--- Exercise text ---

A costly compromise
On May 21, the Western Australian parliament passed a bill to change that state's abortion laws. The bill, which was initially intended to remove all references to abortion from the criminal code, was, through numerous amendments and compromises with anti-choice MPs, gradually transformed into one which liberalises some aspects of the law but retains abortion's criminality and severe limitations on access.
Despite all the media hype about WA now having "the most liberal abortion laws in Australia", those of us in the pro-choice movement have to acknowledge, first, that we lost another opportunity to have abortion laws repealed and, secondly, that this loss will cost women dearly in the future.
The potential price of this defeat was made painfully clear just three weeks earlier in the US.
On April 29, Wisconsin's governor, Tommy Thompson, signed into law a "partial birth abortion" ban, which went into effect on May 14. On that day, almost all abortion clinics in Wisconsin halted operations, and most have remained closed since.

--- Data excerpts ---

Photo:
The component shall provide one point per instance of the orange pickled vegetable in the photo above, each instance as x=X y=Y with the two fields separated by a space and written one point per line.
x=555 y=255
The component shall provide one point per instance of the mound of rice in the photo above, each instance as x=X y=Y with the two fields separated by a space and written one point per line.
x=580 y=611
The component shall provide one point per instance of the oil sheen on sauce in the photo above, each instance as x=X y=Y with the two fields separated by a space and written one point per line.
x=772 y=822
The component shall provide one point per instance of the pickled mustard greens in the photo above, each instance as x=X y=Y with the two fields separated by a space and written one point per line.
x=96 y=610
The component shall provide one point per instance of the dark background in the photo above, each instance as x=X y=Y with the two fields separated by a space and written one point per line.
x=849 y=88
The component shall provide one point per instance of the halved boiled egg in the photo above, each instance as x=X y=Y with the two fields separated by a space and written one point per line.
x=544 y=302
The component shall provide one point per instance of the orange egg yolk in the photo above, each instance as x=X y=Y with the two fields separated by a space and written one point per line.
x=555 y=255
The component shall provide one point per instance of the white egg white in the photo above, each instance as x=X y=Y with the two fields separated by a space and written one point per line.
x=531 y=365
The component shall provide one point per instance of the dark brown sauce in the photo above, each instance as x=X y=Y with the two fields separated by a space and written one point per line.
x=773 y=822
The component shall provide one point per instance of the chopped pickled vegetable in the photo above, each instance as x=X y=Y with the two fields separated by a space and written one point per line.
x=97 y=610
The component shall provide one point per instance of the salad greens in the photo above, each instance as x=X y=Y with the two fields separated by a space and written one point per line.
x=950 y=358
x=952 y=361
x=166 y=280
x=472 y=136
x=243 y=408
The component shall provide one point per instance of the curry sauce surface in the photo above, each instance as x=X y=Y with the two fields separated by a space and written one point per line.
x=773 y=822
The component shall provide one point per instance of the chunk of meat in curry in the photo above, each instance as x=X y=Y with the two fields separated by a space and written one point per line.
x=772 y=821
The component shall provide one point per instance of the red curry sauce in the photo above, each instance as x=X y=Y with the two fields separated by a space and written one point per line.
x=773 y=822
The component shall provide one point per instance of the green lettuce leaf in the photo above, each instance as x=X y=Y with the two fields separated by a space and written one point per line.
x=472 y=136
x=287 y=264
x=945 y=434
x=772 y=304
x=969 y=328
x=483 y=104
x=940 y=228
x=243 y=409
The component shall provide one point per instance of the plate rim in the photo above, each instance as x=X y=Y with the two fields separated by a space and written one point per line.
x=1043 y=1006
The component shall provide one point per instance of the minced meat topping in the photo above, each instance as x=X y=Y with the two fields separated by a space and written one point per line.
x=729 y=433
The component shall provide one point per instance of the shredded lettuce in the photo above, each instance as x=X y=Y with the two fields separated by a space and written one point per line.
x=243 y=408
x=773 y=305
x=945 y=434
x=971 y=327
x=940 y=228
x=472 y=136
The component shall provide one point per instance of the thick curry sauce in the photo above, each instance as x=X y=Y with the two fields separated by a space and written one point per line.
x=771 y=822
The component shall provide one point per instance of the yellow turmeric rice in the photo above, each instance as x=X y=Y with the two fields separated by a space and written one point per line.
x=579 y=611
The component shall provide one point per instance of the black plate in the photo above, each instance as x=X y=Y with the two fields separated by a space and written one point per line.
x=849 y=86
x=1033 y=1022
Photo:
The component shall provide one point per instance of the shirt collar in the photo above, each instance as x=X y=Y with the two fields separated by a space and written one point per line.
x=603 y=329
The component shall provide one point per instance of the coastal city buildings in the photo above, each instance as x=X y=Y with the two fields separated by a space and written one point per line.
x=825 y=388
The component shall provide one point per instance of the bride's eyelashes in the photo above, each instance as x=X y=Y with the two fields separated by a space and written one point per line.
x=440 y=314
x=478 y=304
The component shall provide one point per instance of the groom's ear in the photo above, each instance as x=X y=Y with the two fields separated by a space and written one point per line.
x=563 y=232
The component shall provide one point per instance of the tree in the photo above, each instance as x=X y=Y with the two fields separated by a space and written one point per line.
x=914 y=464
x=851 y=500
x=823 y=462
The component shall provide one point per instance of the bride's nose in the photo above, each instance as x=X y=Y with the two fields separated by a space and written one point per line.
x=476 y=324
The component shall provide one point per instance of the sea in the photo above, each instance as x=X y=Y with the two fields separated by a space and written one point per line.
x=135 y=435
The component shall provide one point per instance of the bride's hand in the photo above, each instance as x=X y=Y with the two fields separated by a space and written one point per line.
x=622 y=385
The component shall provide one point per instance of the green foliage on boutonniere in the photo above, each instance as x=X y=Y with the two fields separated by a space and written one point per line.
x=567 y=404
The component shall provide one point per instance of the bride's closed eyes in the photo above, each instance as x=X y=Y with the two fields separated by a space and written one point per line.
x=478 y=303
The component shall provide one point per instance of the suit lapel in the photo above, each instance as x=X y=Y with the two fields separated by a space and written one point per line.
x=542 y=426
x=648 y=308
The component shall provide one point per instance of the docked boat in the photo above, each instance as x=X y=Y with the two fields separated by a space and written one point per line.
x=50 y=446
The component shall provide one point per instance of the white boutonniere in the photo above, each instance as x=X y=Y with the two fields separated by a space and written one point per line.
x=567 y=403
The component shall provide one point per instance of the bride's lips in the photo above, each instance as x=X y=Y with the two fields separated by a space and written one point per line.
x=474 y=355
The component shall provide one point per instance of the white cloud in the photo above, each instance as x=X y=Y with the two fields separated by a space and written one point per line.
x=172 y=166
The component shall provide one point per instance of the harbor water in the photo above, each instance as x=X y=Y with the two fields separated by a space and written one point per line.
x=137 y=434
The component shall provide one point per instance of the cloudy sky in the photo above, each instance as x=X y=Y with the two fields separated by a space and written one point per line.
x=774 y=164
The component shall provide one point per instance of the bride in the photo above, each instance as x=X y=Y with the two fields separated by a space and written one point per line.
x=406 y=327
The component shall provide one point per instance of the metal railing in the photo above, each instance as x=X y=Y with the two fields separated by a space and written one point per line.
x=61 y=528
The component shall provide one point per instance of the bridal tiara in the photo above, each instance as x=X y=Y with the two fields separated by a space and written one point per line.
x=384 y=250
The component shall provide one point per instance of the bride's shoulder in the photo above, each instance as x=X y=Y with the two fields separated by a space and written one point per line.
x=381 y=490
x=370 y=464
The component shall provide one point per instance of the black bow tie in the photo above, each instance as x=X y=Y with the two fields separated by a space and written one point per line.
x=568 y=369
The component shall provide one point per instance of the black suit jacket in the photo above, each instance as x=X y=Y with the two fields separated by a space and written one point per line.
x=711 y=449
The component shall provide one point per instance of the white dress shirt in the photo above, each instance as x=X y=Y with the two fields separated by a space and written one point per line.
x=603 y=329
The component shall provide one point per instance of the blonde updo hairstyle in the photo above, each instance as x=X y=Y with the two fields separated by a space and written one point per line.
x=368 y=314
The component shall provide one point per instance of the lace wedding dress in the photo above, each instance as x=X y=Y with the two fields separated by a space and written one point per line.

---

### Work to be completed:
Write out the full text on the Western Australian abortion bill again, word for word. Work from the text alone.

### Answer:
A costly compromise
On May 21, the Western Australian parliament passed a bill to change that state's abortion laws. The bill, which was initially intended to remove all references to abortion from the criminal code, was, through numerous amendments and compromises with anti-choice MPs, gradually transformed into one which liberalises some aspects of the law but retains abortion's criminality and severe limitations on access.
Despite all the media hype about WA now having "the most liberal abortion laws in Australia", those of us in the pro-choice movement have to acknowledge, first, that we lost another opportunity to have abortion laws repealed and, secondly, that this loss will cost women dearly in the future.
The potential price of this defeat was made painfully clear just three weeks earlier in the US.
On April 29, Wisconsin's governor, Tommy Thompson, signed into law a "partial birth abortion" ban, which went into effect on May 14. On that day, almost all abortion clinics in Wisconsin halted operations, and most have remained closed since.